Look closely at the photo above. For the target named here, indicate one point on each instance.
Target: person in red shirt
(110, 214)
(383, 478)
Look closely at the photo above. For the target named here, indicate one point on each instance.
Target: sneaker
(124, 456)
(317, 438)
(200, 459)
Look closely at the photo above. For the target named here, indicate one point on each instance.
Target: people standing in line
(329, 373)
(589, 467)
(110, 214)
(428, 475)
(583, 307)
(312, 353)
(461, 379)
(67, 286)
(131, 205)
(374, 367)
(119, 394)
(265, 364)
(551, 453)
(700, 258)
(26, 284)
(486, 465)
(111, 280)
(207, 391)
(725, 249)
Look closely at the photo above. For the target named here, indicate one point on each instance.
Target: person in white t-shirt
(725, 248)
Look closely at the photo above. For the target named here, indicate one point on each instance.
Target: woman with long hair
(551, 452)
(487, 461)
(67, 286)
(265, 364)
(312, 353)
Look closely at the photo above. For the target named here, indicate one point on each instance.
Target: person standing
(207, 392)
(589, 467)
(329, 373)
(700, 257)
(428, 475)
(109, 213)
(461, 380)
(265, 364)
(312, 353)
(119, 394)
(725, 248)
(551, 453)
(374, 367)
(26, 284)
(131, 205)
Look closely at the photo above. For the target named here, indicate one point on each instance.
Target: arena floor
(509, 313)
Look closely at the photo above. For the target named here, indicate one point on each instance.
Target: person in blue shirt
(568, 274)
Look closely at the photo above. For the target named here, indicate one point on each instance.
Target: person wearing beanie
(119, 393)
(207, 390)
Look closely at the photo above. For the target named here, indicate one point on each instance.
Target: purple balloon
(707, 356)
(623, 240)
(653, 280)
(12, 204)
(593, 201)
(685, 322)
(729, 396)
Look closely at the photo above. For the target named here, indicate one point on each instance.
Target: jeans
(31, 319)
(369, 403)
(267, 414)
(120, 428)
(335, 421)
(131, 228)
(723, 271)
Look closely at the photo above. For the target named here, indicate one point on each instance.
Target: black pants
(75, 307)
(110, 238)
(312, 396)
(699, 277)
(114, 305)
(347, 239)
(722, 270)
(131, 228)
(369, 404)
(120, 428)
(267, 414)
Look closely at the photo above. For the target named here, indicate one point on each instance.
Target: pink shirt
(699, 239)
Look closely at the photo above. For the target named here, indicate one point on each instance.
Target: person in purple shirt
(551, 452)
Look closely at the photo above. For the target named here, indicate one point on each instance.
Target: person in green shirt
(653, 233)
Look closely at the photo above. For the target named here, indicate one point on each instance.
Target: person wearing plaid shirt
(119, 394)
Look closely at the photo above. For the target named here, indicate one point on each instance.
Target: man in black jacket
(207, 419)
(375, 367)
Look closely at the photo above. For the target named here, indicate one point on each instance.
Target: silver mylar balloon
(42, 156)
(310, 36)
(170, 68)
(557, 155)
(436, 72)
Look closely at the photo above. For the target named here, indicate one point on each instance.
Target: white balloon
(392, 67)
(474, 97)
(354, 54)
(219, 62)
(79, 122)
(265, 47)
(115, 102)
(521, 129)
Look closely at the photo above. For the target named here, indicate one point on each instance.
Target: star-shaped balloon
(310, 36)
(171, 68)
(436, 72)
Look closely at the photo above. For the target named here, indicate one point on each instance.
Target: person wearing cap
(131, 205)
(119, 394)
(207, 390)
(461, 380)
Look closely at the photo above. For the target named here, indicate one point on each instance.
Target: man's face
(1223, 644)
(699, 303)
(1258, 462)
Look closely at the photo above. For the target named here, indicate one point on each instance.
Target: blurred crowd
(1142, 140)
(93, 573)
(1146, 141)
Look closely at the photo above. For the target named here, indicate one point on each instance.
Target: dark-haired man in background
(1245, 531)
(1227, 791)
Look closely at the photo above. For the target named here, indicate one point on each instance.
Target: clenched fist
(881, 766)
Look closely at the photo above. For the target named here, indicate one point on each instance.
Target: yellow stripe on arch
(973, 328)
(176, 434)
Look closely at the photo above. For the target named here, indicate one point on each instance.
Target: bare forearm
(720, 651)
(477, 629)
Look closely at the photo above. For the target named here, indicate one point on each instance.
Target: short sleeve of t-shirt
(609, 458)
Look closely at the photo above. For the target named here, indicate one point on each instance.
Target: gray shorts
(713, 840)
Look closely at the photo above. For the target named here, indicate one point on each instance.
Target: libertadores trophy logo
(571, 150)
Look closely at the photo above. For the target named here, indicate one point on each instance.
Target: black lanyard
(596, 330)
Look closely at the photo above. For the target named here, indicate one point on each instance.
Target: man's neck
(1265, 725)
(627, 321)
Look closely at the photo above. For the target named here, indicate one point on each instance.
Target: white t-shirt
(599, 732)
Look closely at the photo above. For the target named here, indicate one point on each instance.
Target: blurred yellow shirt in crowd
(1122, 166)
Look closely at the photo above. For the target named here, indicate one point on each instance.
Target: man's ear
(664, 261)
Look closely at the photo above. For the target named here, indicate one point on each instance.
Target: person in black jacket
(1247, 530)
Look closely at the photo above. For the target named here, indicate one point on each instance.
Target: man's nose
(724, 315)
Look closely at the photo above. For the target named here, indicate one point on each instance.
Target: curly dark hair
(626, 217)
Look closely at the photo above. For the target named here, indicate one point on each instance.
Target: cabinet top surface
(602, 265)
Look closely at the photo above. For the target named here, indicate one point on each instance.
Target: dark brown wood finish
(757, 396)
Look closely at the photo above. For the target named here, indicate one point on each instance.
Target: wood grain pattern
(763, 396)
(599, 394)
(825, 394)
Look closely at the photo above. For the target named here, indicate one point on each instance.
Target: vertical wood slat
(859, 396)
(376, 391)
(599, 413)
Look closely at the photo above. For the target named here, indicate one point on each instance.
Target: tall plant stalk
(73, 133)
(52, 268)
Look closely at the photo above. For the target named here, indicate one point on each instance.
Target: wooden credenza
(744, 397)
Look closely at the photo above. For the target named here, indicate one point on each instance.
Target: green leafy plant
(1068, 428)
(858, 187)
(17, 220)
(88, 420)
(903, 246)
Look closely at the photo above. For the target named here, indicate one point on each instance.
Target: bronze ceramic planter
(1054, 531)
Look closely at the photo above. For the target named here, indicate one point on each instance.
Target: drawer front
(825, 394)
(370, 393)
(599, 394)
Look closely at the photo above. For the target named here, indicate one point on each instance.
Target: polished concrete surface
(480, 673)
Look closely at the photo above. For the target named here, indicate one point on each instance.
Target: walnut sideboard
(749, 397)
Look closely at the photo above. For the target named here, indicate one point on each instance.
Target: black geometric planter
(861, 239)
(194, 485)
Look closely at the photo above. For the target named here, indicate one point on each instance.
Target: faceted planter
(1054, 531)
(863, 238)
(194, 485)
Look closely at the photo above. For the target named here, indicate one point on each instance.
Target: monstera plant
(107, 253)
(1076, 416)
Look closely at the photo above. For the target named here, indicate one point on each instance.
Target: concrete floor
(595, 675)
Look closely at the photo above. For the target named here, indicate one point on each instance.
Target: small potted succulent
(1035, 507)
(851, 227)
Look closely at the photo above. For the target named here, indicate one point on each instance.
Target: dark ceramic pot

──────────────────────────────

Repeat all of the records above exactly as they appear.

--- The reply ---
Look closely at the photo above. For the target named here, indicate one point on each instance.
Target: person in red shirt
(110, 214)
(383, 478)
Look closely at the photo above. For the target named here, indicate one point on each instance.
Target: sneaker
(124, 456)
(317, 438)
(200, 459)
Look closely at the photo above. For the target named here, indicate one point on each instance.
Target: people standing in line
(329, 373)
(589, 467)
(110, 214)
(428, 475)
(583, 307)
(312, 353)
(461, 379)
(67, 286)
(131, 205)
(374, 367)
(119, 394)
(265, 364)
(551, 453)
(700, 258)
(26, 284)
(486, 465)
(111, 280)
(207, 391)
(725, 249)
Look closely at the photo above. For the target named here, indicate one point on each instance.
Target: person in white t-shirt
(725, 248)
Look closely at the photo above. For the target named here, indicate one point on each instance.
Target: woman with long hair
(551, 452)
(487, 461)
(67, 286)
(265, 364)
(312, 353)
Look closely at the photo above. For the target named here, indicate one point on each instance.
Target: person standing
(207, 392)
(589, 467)
(329, 373)
(700, 257)
(428, 475)
(109, 213)
(461, 380)
(265, 364)
(312, 353)
(119, 394)
(725, 248)
(551, 453)
(374, 367)
(26, 284)
(131, 205)
Look closely at the photo above. For the target named here, indicate one point on each instance.
Target: arena floor
(509, 313)
Look closely at the photo above. For the target named here, indicate one point on each instance.
Target: person in blue shirt
(568, 274)
Look closely at the photo above. For the target named here, indicate one point on each instance.
Target: person wearing beanie
(119, 393)
(207, 390)
Look closely at the photo above. For the target named here, indicate one point on each instance.
Target: purple balloon
(707, 356)
(623, 240)
(653, 280)
(12, 204)
(593, 201)
(685, 322)
(729, 396)
Look closely at the photo above. For the target named here, indicate one point on each instance.
Target: jeans
(31, 319)
(369, 403)
(267, 414)
(120, 428)
(335, 421)
(131, 228)
(723, 271)
Look closely at the photo above. For the target named here, indicate one point on each instance.
Target: black pants
(75, 307)
(110, 238)
(312, 396)
(699, 277)
(114, 305)
(347, 239)
(722, 270)
(131, 228)
(369, 404)
(120, 428)
(267, 414)
Look closely at the photo above. For the target named here, indicate one point on each instance.
Target: pink shirt
(699, 239)
Look closely at the photo above. For the target named here, indicate one point on each instance.
Target: person in purple shirt
(551, 452)
Look closely at the photo above. For the target named here, indicate one point on each instance.
Target: person in green shirt
(653, 233)
Look closely at the photo above. For the target named here, indicate one point on each instance.
Target: person wearing plaid shirt
(119, 394)
Look closely at the photo above. For the target named here, indicate one point on each instance.
Target: man in black jacket
(207, 419)
(375, 367)
Look closely at the photo above. For the target named here, indicate one point on each instance.
Target: silver mylar balloon
(42, 156)
(310, 36)
(170, 68)
(557, 155)
(436, 72)
Look closely at the photo above. For the target named here, indicate one point on each instance.
Target: white balloon
(392, 67)
(474, 97)
(354, 54)
(219, 62)
(79, 122)
(265, 47)
(115, 102)
(521, 129)
Look closely at the photo above. For the target named here, indicate one point on each instance.
Target: star-shaped balloon
(310, 36)
(171, 68)
(436, 72)
Look closely at the photo above. For the target named here, indicate one point on each instance.
Target: person wearing cap
(131, 205)
(119, 394)
(207, 390)
(461, 380)
Look closely at the photo above. For the target named here, indicate one point on each instance.
Target: man's face
(1223, 644)
(699, 303)
(1258, 462)
Look closely at the photo above. For the target named here, indicate one point on each instance.
Target: blurred crowd
(1142, 140)
(93, 573)
(1146, 141)
Look closely at the photo above. For the target named here, indicate one point on each instance.
Target: dark-haired man in background
(1245, 531)
(1227, 791)
Look closely at the photo above. For the target named here, indicate one point on each instance.
Target: clenched fist
(881, 766)
Look closely at the photo above. For the target named here, indicate one point on each instance.
Target: yellow stripe on arch
(973, 328)
(176, 434)
Look closely at the photo above. For the target named here, indicate one point on each instance.
Target: bare forearm
(720, 651)
(477, 629)
Look closely at the photo above. For the target named here, indicate one point on each instance.
Target: short sleeve of t-shirt
(609, 458)
Look closely at the photo above. For the target named here, indicate one point on each instance.
Target: gray shorts
(713, 840)
Look closely at the photo above. For the target named here, indicate one point on each instance.
Target: libertadores trophy logo
(571, 150)
Look closely at the photo above. For the target named here, indicate one point on each instance.
Target: black lanyard
(596, 330)
Look closely at the photo above. For the target named here, indicate one point on each instance.
Target: man's neck
(1265, 725)
(627, 321)
Look closely at the photo above. For the target named here, indicate one point on each instance.
Target: white t-shirt
(599, 732)
Look closely at the photo above. For the target named here, indicate one point on each instance.
Target: blurred yellow shirt in crowd
(1122, 166)
Look closely at the photo above. For the target named here, indicate one point on each instance.
Target: man's ear
(664, 261)
Look closely at the photo above. For the target named here, indicate one point on each instance.
Target: person in black jacket
(1247, 530)
Look closely at the photo above. For the target named here, indicate one point on each instance.
Target: man's nose
(724, 315)
Look closely at the photo above. For the target named here, indicate one point on each instance.
Target: curly dark hair
(626, 217)
Look closely at the photo above. For the target named here, indicate one point on each instance.
Target: cabinet top surface
(602, 265)
Look closely at the photo above. For the target named here, indicate one point on each instance.
Target: dark brown wood finish
(757, 396)
Look closely at the photo above. For the target named here, indicate one point on each instance.
Target: wood grain pattern
(763, 396)
(599, 394)
(825, 394)
Look closely at the photo above. For the target named here, indicate one point on each instance.
Target: vertical wood slat
(859, 396)
(376, 391)
(599, 413)
Look closely at the photo above. For the target named here, indicate one point on each instance.
Target: tall plant stalk
(73, 133)
(52, 268)
Look closely at the photo above. For the target named here, indicate one point on each instance.
Target: wooden credenza
(744, 397)
Look closely at the photo above. For the target named here, indicate one point on each instance.
Target: green leafy plant
(1068, 428)
(858, 187)
(17, 220)
(88, 420)
(903, 246)
Look closely at the photo above. For the target named here, indicate one point on each instance.
Target: bronze ceramic planter
(1054, 531)
Look closely at the photo above. For the target named here, indicate one point on each instance.
Target: drawer front
(825, 394)
(370, 393)
(599, 394)
Look closely at the photo above. For the target named here, indicate one point on each instance.
Target: polished concrete surface
(480, 673)
Look closely at the photo above. For the target named here, indicate one point on each instance.
Target: walnut sideboard
(749, 397)
Look closely at the photo above. For the target named here, indicate one point on each instance.
Target: black geometric planter
(861, 239)
(194, 485)
Look closely at the photo above. For the target named here, indicate one point on each instance.
Target: faceted planter
(1054, 531)
(863, 238)
(194, 485)
Look closely at the photo above. For the target named here, indicate one point on each instance.
Target: monstera plant
(107, 253)
(1076, 416)
Look closely at the photo above. For the target named here, indicate one point on each instance.
Target: concrete floor
(595, 675)
Look closely at the photo above. For the target named here, indicate one point on each instance.
Target: small potted succulent
(1035, 507)
(851, 227)
Look closely at the photo above. For the target named here, indicate one point on each instance.
Target: dark ceramic pot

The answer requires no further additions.